**Что сделать:**
**1.** Скопируйте из отрывка о друзьях и советской власти текст, начиная с «Год рождения 1921» и до «друзей этого толка.» включительно.
**2.** Перепишите перечень от его начала до строки с «Target: **window**» включительно, заменив «segmenter» на «annotator» и ничего больше не меняя. Картинки в ответ не включайте.

**Фрагмент страницы:**

§

Год рождения 1921 - Новожилов Игорь Васильевич (читать полную версию книги TXT) 📗
Меня поражает, что все эти друзья – дети первого поколения советской интеллигенции, дети первых советских рабфаковцев, инженеров, партработников, военных…
По другую сторону – те мои друзья, которые столь же непримиримо отвергают все, что связано с семьюдесятью годами советской власти. И они все – проростки из перевернутых революцией пластов общества: из дворян, духовенства, из «незаконно репрессированных» в тридцатые годы. Наш первый президент стал мне понятен, когда я узнал, что он – из рода раскулаченных.
Иногда я размышляю вслух о неизбежности революции семнадцатого года, о том, что большевистская диктатура спасла, быть может, Россию от пугачевщины… Такие меланхолические речи безмерно раздражают друзей этого толка.

§

**Исходные данные:**
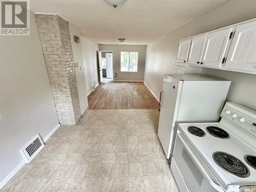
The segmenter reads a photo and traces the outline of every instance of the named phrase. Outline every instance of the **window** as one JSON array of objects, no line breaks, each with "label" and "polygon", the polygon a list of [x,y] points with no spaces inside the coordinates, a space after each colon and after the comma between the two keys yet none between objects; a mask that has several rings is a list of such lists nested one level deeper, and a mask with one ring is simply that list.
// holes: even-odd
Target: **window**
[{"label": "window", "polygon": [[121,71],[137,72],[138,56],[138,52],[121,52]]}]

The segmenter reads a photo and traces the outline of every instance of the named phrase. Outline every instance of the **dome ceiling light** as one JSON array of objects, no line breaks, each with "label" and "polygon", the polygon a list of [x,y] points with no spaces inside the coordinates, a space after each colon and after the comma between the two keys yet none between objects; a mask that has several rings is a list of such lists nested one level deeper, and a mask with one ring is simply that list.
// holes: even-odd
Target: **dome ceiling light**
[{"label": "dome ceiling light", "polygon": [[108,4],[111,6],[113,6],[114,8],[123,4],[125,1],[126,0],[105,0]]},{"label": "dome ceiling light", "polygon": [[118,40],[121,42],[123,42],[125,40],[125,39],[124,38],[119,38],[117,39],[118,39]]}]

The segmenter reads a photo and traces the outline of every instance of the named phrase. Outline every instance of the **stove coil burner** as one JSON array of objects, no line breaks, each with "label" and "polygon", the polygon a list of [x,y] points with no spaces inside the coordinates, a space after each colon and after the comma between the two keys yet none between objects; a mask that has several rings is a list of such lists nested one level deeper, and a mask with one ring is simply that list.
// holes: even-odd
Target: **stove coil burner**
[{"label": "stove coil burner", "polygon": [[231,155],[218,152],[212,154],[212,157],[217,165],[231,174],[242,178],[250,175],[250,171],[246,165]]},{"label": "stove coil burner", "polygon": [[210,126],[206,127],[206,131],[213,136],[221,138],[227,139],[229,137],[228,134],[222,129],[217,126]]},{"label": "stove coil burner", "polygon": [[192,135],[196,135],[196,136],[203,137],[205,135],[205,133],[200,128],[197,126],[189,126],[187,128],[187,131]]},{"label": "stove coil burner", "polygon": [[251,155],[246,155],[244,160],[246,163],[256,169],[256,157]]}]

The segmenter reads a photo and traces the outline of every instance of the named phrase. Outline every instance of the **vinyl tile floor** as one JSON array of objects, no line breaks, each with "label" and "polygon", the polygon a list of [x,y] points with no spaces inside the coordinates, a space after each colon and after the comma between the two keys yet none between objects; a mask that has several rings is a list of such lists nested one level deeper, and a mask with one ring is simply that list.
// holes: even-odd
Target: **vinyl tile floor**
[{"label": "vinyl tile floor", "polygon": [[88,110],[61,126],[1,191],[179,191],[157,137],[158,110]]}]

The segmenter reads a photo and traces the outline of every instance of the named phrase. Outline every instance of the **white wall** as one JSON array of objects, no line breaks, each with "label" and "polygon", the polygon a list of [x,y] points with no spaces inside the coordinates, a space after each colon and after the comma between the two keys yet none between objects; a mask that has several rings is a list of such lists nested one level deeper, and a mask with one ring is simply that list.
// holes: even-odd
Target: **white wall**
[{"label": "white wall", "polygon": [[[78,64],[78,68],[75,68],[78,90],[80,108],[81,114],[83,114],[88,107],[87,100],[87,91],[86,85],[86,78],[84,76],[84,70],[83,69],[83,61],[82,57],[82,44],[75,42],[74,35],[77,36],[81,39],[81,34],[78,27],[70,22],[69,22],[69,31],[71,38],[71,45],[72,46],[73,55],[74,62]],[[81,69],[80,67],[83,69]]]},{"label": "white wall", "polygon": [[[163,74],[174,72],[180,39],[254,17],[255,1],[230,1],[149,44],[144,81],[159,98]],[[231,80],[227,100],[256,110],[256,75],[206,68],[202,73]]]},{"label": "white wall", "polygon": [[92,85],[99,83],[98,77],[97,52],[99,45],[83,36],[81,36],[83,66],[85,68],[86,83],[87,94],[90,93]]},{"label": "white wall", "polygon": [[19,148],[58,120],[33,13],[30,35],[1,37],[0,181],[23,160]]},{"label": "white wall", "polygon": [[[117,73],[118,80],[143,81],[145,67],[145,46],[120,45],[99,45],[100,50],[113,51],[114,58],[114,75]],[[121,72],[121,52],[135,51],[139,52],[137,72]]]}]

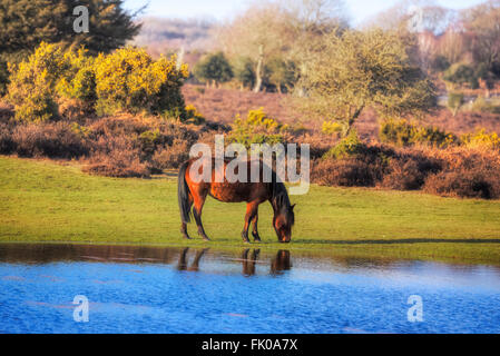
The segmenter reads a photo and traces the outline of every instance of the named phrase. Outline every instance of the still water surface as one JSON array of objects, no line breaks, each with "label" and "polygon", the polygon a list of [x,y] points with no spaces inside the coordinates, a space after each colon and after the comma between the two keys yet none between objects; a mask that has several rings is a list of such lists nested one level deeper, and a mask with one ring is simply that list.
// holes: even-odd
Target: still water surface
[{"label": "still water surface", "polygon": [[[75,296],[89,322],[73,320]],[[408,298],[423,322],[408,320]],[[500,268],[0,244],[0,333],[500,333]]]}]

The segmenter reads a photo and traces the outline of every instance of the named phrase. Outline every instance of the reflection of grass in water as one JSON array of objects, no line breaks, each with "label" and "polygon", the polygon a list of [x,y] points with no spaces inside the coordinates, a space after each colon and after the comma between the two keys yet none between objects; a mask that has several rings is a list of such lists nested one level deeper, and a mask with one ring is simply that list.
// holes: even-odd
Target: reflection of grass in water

§

**Правильные ответы:**
**1.**
Год рождения 1921 - Новожилов Игорь Васильевич (читать полную версию книги TXT) 📗
Меня поражает, что все эти друзья – дети первого поколения советской интеллигенции, дети первых советских рабфаковцев, инженеров, партработников, военных…
По другую сторону – те мои друзья, которые столь же непримиримо отвергают все, что связано с семьюдесятью годами советской власти. И они все – проростки из перевернутых революцией пластов общества: из дворян, духовенства, из «незаконно репрессированных» в тридцатые годы. Наш первый президент стал мне понятен, когда я узнал, что он – из рода раскулаченных.
Иногда я размышляю вслух о неизбежности революции семнадцатого года, о том, что большевистская диктатура спасла, быть может, Россию от пугачевщины… Такие меланхолические речи безмерно раздражают друзей этого толка.

**2.**
The annotator reads a photo and traces the outline of every instance of the named phrase. Outline every instance of the **window** as one JSON array of objects, no line breaks, each with "label" and "polygon", the polygon a list of [x,y] points with no spaces inside the coordinates, a space after each colon and after the comma between the two keys yet none between objects; a mask that has several rings is a list of such lists nested one level deeper, and a mask with one ring is simply that list.
// holes: even-odd
Target: **window**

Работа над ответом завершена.